### SOURCE EXCERPT
__________________________________________________

I totally see where you're coming from with its merit. It's a shame you ended up with somebody who, from what I can tell, lacks the motivation to prove themself to said company. Were it me, he'd be gone, because of the dangers he leaves behind and shrugs off, but I damned well respect any company that'd go that far to improve their community. If more non profit charities actually put their money where their mouths were, the world would be a far better place. That a business would do this is mind blowing.

I really lucked out when I got this job, fortunately, I recognized pretty quickly how lucky I was and I’ve been grateful for it ever since. This company has done shit for me my own family couldn’t even comprehend. I’ve had periods here where I’ve worked every day for months straight, I was on call 24/7 my first 4 years here and it was hellish, but I’m happy to do it. I’ve had a couple offers to interview with other properties and I haven’t even considered them.

I got the guy just doing basic grunt work at this point, light duty painting, organizing storage areas and cleaning drain lines. Unless he starts drinking paint or drain cleaner, I don’t have to worry about him much until he comes in the office and starts annoying the shit out of me.
 
I really lucked out when I got this job, fortunately, I recognized pretty quickly how lucky I was and I’ve been grateful for it ever since. This company has done shit for me my own family couldn’t even comprehend. I’ve had periods here where I’ve worked every day for months straight, I was on call 24/7 my first 4 years here and it was hellish, but I’m happy to do it. I’ve had a couple offers to interview with other properties and I haven’t even considered them.

__________________________________________________

### TASK OBJECTIVE
From the comment about the job, reproduce verbatim the part that opens with the words "I got the guy" and closes with "shit out of me.".

### EXTRACTED DATA
__________________________________________________

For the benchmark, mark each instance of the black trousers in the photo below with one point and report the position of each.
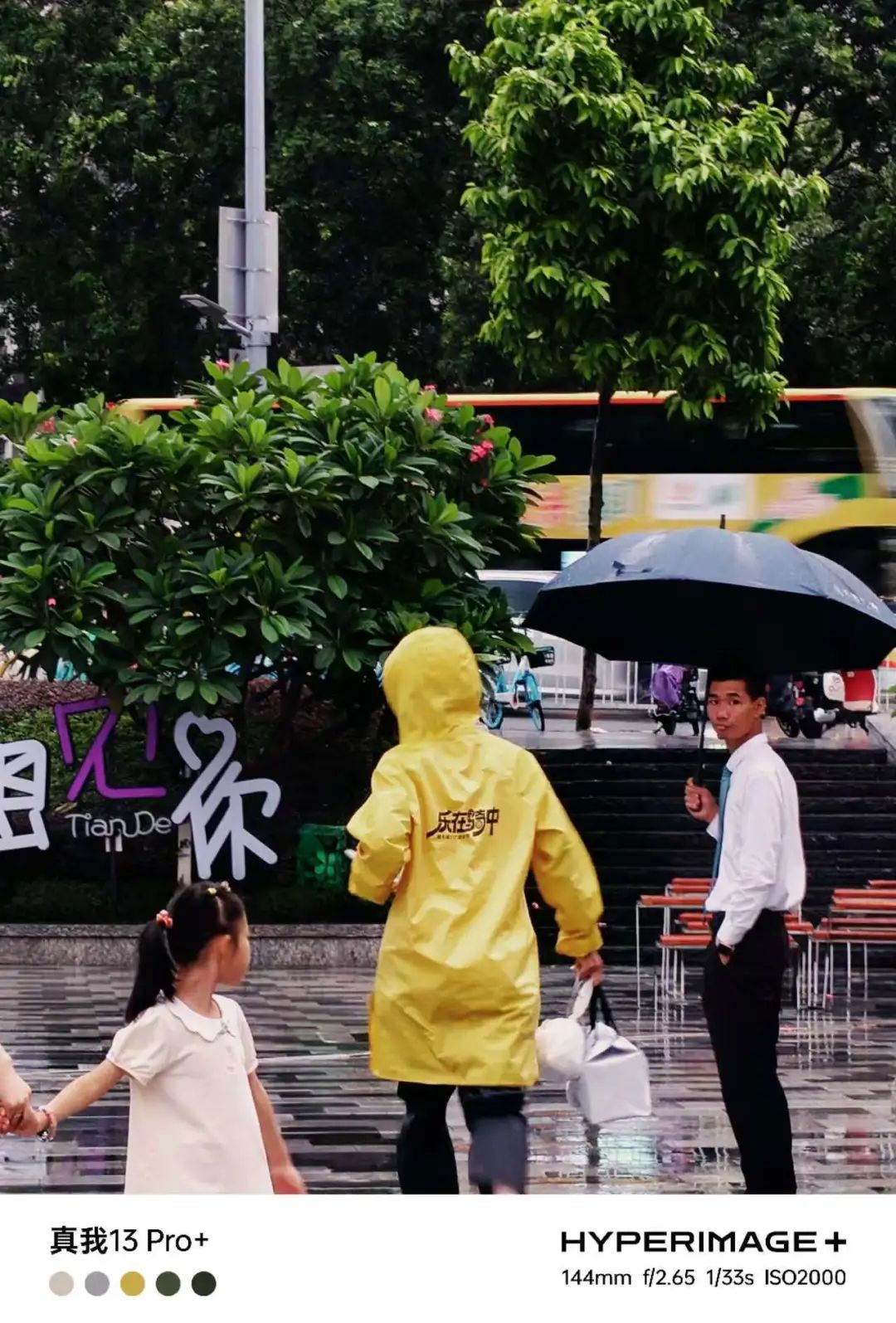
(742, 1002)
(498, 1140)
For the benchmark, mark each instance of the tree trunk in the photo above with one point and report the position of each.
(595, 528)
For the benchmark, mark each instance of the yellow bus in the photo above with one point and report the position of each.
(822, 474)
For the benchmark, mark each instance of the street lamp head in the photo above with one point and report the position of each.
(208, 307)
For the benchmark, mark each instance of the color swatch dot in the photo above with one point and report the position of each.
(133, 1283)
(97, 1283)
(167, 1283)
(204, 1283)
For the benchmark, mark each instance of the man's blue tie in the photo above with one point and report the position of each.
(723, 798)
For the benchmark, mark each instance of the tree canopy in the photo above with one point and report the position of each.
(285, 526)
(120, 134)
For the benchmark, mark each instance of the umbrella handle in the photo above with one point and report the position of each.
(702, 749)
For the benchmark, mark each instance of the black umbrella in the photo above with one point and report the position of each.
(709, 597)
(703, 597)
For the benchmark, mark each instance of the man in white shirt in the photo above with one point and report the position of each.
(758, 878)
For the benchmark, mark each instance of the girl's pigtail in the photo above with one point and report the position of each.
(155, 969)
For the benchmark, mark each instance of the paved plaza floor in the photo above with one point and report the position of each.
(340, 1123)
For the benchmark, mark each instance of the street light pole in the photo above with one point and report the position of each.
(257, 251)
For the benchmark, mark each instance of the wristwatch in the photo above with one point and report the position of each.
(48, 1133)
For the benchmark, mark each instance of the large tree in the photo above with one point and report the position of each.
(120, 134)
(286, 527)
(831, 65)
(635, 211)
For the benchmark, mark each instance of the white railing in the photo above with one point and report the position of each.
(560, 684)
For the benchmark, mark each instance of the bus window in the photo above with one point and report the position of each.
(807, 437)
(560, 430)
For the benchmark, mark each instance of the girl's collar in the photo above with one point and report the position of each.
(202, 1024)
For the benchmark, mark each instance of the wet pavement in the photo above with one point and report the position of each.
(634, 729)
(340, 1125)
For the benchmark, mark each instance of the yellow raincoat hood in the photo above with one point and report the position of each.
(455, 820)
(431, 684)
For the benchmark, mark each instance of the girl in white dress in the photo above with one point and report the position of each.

__________________________________________________

### TASK SOLUTION
I got the guy just doing basic grunt work at this point, light duty painting, organizing storage areas and cleaning drain lines. Unless he starts drinking paint or drain cleaner, I don’t have to worry about him much until he comes in the office and starts annoying the shit out of me.